§ **EJERCICIOS PROPUESTOS**
1. Escribe literalmente el fragmento del texto sobre el retrato de la familia de Juan Carlos I que comienza en "Reflexiones en torno" y acaba en "es el resultado.".
2. Según el texto sobre el retrato de la familia de Juan Carlos I, ¿contra qué clase de fondo se recortan las figuras del cuadro?
3. Indica si cada afirmación concuerda con el texto sobre el retrato de la familia de Juan Carlos I y respalda cada respuesta con una cita literal: (a) Quien escribe el texto ya ha visto la obra en vivo. (b) Elena y Cristina aparecen a la izquierda de la composición. (c) Los personajes están retratados de medio cuerpo.

§ **DOCUMENTO FUENTE**
◇ ◇ ◇
Reflexiones en torno a la pintura: La familia de Juan Carlos I de Antonio López

20 años después de haber encargado Patrimonio Nacional al pintor Antonio López un retrato sobre la familia real española, el artista manchego ha estampado finalmente su firma en una obra que ya puede ser contemplada por todos. El tiempo de ejecución, desde luego, es lo de menos. En el arte lo que importa es el resultado.

Sin haber visto en vivo la obra —pero con la intención de hacer muy pronto un viaje relámpago a la capital española— he querido escribir las impresiones que me ha sugerido este Retrato de la familia de Juan Carlos I. Diré antes un par de cosas: No me gusta el arte de Antonio López. Seguramente el 90 % de sus esculturas y cuadros no me agradan. Y ya no es que no me guste la mayor parte de su creación artística, es que ésta me parece horrible. Más aún, impropia de un artista con sus cualidades y destrezas. Pero no es momento ahora de dirigir la carga de mi crítica contra el arte modernista, pues lo segundo que quiero decir es que este lienzo de grandes dimensiones, de digestión concienzuda y ejecución impecable, es de elevadísimo nivel, de una calidad extraordinaria.


Lo primero que llama la atención de este histórico retrato es el naturalismo de los personajes, retratados de cuerpo entero, más jóvenes que en el momento presente y perfectamente caracterizados, incluso yo diría que bellamente tratados (lo que a mi modo de ver honra al autor).

Los mismos se recortan contra un fondo neutro, de tono ceniza o marfil, que en realidad nos insinúa el interior de un espacio sin precisar pero que por los reflejos y sombras que proyectan contra la pared algunas ventanas, se supone un palacio. En cualquier caso, sobre el fondo neutro que ha pensado Antonio López para su obra maestra, las figuras cobran un protagonismo inusitado.


La disposición de éstas, por su parte, es de un equilibrio admirable. De cuerpo entero, como se ha dicho, y de pie, los miembros de la antigua familia real española posan uno al lado del otro con el rey Juan Carlos en el centro, con sus hijas Elena y Cristina a la izquierda de la composición y la reina Sofía y el entonces príncipe Felipe (hoy rey Felipe VI), a la derecha. Pero bien mirado, el centro de la escena parece ocuparlo la reina. O si se quiere sacar el metro, en el centro no están ni el rey ni la reina y por tanto están los dos al mismo tiempo. No en vano, ellos son los progenitores. Sin embargo, Sofía cobra en la pintura una especial relevancia, y no solo espacial. ¿Insinúa el artista que ella ha sido quien ha llevado el peso de la Corona, o que el peso se ha repartido entre ambos? Es posible; aunque resulta muy aventurado afirmarlo. Tal vez sea más seguro pensar que ella ha sido el eje, la piedra angular, de la familia de Juan Carlos I. Además, ¿por qué sonríe tan ufana y satisfecha? La razón es el príncipe.
◇ ◇ ◇
§ **MATERIAL PROPORCIONADO**
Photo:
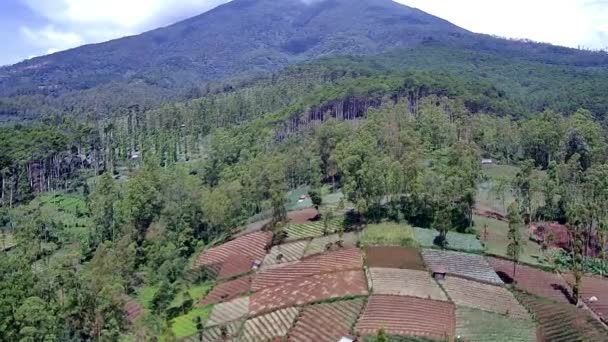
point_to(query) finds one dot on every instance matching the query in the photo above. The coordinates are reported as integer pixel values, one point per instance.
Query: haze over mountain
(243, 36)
◇ ◇ ◇
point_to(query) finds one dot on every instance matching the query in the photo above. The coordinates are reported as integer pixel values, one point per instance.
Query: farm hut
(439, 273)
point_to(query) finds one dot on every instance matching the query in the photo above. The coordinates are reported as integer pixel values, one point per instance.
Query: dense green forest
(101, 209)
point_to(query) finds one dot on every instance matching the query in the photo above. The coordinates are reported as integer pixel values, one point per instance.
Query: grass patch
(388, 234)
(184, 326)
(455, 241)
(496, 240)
◇ ◇ ◇
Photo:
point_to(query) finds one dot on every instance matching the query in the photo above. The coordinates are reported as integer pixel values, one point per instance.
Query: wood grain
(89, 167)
◇ ◇ ◇
§ **RESULTADOS**
1.
Reflexiones en torno a la pintura: La familia de Juan Carlos I de Antonio López

20 años después de haber encargado Patrimonio Nacional al pintor Antonio López un retrato sobre la familia real española, el artista manchego ha estampado finalmente su firma en una obra que ya puede ser contemplada por todos. El tiempo de ejecución, desde luego, es lo de menos. En el arte lo que importa es el resultado.

2. Contra un fondo neutro, de tono ceniza o marfil.

3.
(a) No: «Sin haber visto en vivo la obra».
(b) Sí: «con sus hijas Elena y Cristina a la izquierda de la composición».
(c) No: «retratados de cuerpo entero».